--- start of DATASET RECORDS ---
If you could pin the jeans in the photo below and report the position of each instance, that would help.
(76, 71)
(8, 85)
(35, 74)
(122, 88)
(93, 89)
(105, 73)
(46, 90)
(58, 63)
--- end of DATASET RECORDS ---
PROBLEM REQUIREMENTS → Update the material by replacing "jeans" with "trousers" throughout, and keep everything else the same.

COMPLETE OUTPUT →
If you could pin the trousers in the photo below and report the position of each instance, that would help.
(76, 71)
(8, 85)
(35, 74)
(122, 88)
(93, 89)
(105, 73)
(46, 90)
(58, 63)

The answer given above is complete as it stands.